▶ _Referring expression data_
#####

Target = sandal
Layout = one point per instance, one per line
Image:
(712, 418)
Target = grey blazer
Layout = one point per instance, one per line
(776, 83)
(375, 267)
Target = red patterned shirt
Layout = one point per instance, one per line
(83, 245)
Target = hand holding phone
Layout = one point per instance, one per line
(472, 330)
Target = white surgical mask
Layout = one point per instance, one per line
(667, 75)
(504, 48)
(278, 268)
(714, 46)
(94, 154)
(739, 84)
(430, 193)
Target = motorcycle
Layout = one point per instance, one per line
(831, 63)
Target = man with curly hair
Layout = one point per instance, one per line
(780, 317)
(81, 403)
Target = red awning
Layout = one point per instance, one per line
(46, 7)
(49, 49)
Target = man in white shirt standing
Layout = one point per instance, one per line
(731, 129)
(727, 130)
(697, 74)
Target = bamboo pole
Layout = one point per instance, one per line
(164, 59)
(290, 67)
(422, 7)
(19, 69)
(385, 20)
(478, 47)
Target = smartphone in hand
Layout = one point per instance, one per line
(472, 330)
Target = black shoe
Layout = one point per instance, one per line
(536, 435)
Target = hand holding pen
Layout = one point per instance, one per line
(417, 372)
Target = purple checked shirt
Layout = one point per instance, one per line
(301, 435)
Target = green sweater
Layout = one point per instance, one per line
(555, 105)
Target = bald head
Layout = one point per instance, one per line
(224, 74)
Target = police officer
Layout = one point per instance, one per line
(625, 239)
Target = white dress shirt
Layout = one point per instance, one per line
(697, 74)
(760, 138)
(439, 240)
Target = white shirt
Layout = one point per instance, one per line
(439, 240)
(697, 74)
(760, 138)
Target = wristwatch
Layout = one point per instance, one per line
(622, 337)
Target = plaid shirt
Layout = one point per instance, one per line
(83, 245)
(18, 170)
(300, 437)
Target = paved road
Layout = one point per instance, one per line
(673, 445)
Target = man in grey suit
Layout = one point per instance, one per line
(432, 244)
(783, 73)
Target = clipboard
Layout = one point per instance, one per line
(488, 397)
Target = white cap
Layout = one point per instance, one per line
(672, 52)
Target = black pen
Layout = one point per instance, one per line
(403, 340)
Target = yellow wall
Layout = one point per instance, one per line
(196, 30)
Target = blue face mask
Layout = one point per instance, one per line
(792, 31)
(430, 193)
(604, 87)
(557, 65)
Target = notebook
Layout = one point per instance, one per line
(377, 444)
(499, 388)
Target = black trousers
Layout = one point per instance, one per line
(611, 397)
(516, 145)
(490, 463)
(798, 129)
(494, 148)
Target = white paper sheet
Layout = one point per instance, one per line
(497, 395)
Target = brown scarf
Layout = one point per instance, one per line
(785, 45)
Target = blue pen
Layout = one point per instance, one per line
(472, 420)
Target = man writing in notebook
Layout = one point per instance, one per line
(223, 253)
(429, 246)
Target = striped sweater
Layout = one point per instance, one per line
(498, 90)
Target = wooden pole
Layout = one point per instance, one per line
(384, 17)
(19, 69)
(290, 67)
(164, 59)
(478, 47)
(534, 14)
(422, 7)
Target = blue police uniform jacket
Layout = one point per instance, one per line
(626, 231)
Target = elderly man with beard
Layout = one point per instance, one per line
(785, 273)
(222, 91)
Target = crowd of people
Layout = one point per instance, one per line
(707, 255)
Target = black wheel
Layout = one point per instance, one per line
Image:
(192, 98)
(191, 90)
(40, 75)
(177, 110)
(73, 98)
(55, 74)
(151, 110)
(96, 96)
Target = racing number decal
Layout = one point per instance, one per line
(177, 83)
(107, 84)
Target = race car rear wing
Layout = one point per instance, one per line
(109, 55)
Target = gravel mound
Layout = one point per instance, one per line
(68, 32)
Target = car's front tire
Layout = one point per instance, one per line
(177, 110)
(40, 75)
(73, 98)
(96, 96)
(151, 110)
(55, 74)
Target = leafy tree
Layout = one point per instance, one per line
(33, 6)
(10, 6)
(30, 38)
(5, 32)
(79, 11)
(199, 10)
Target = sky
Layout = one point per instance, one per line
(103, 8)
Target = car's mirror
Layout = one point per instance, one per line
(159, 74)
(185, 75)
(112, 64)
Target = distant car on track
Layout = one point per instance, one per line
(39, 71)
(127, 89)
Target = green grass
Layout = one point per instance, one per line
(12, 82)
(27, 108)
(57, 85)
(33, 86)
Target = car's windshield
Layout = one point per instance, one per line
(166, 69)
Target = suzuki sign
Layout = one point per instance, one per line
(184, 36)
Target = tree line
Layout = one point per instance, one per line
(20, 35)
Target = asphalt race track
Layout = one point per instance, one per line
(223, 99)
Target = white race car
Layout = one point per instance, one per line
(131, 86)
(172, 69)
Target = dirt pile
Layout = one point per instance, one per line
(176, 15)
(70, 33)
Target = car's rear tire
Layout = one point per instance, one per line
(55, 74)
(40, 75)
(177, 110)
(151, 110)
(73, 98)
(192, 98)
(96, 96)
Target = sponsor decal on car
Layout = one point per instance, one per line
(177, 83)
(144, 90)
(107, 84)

#####

Down to the final line, the data above must be copied exactly.

▶ _RESULT BELOW_
Target = sandal
Layout = one point per instance, one per line
Image:
(712, 418)
Target = grey blazer
Layout = one point per instance, one per line
(776, 83)
(375, 267)
Target = red patterned shirt
Layout = one point per instance, one per line
(83, 245)
Target = hand holding phone
Layout = one point per instance, one per line
(472, 330)
Target = white surgical mask
Layout = one point per instance, one per line
(667, 75)
(504, 48)
(278, 268)
(714, 46)
(94, 154)
(739, 84)
(430, 193)
Target = motorcycle
Layout = one point per instance, one per line
(831, 63)
Target = man with curly hair
Layout = one point per instance, one per line
(780, 317)
(81, 403)
Target = red awning
Layout = one point per instance, one per line
(46, 7)
(49, 49)
Target = man in white shirt standing
Layout = one point per instance, one per line
(731, 129)
(727, 130)
(697, 74)
Target = bamboo pole
Layout = one point per instance, one per line
(164, 59)
(290, 67)
(422, 7)
(19, 69)
(385, 20)
(478, 47)
Target = smartphone in hand
Layout = one point per instance, one per line
(472, 330)
Target = black shoe
Layout = one point per instance, one per line
(536, 435)
Target = hand holding pen
Layout = one point per instance, one per line
(417, 372)
Target = purple checked shirt
Layout = one point per instance, one per line
(301, 435)
Target = green sweater
Layout = one point per instance, one per line
(555, 105)
Target = bald head
Layout = one point per instance, one per line
(224, 74)
Target = police officer
Layout = one point per instance, one per line
(625, 239)
Target = white dress shirt
Layout = one point per instance, one per line
(697, 74)
(760, 138)
(439, 240)
Target = white shirt
Layout = one point per instance, one per line
(439, 240)
(697, 74)
(760, 138)
Target = wristwatch
Layout = one point per instance, one per line
(622, 337)
Target = plaid shirt
Layout = one point per instance, one per line
(83, 245)
(18, 170)
(300, 437)
Target = paved road
Layout = one point per instance, one per line
(673, 445)
Target = man in grey suit
Layout = one point per instance, one per line
(432, 244)
(783, 73)
Target = clipboard
Layout = one point per instance, one per line
(488, 397)
Target = white cap
Layout = one point per instance, one per line
(672, 52)
Target = black pen
Layout = one point per instance, one per line
(403, 340)
Target = yellow wall
Layout = one point per instance, one per line
(196, 30)
Target = blue face mask
Layout = one point per instance, one per line
(792, 31)
(430, 193)
(604, 87)
(557, 65)
Target = notebook
Layout = one point per instance, one per line
(377, 444)
(499, 388)
Target = black trousers
Layout = one point per instance, one per line
(611, 397)
(516, 145)
(490, 463)
(798, 129)
(494, 148)
Target = white paper sheet
Layout = one point per instance, one per line
(497, 395)
Target = brown scarf
Layout = one point per instance, one per line
(785, 45)
Target = blue pen
Layout = one point per instance, one per line
(472, 420)
Target = man writing in notebook
Layout = one point per instance, one per line
(223, 253)
(429, 246)
Target = striped sweater
Layout = one point per instance, one per line
(498, 90)
Target = wooden pole
Layout = one point per instance, one per line
(384, 17)
(19, 69)
(290, 67)
(164, 59)
(478, 47)
(534, 14)
(422, 7)
Target = blue police uniform jacket
Layout = one point per instance, one per line
(626, 231)
Target = elderly man with beard
Layout = one point per instance, one per line
(785, 273)
(222, 91)
Target = crowd of people
Layout = one point per instance, one per line
(707, 255)
Target = black wheel
Layout = one point per instance, one per line
Image:
(192, 98)
(191, 90)
(40, 75)
(177, 110)
(73, 98)
(55, 74)
(151, 110)
(96, 96)
Target = racing number decal
Layout = one point per instance, one per line
(177, 83)
(107, 84)
Target = race car rear wing
Layout = one point per instance, one per line
(109, 55)
Target = gravel mound
Layout = one point per instance, one per line
(68, 32)
Target = car's front tire
Layout = one point per instance, one per line
(177, 110)
(40, 75)
(73, 98)
(96, 96)
(151, 110)
(55, 74)
Target = leafy tree
Layout = one point per instance, one per line
(33, 6)
(10, 6)
(30, 38)
(5, 32)
(79, 11)
(199, 10)
Target = sky
Layout = one point per instance, one per line
(103, 8)
Target = car's mirror
Layout = one point per instance, one per line
(159, 74)
(185, 75)
(112, 64)
Target = distant car on track
Layout = one point per instance, one per line
(39, 71)
(127, 89)
Target = green grass
Layout = one point per instance, one per line
(12, 82)
(27, 108)
(57, 85)
(33, 86)
Target = car's windshield
Layout = one point per instance, one per line
(166, 69)
Target = suzuki sign
Layout = one point per instance, one per line
(184, 36)
Target = tree line
Layout = one point per instance, one per line
(20, 35)
Target = asphalt race track
Layout = one point per instance, one per line
(223, 99)
Target = white race car
Layout = one point per instance, one per line
(131, 86)
(172, 69)
Target = dirt pile
Layout = one point per instance, one per line
(176, 15)
(70, 33)
Target = car's rear tire
Layout = one point per instance, one per line
(55, 74)
(40, 75)
(177, 110)
(151, 110)
(73, 98)
(192, 98)
(96, 96)
Target = sponsor decal on car
Layout = one point per instance, one per line
(177, 83)
(144, 90)
(107, 84)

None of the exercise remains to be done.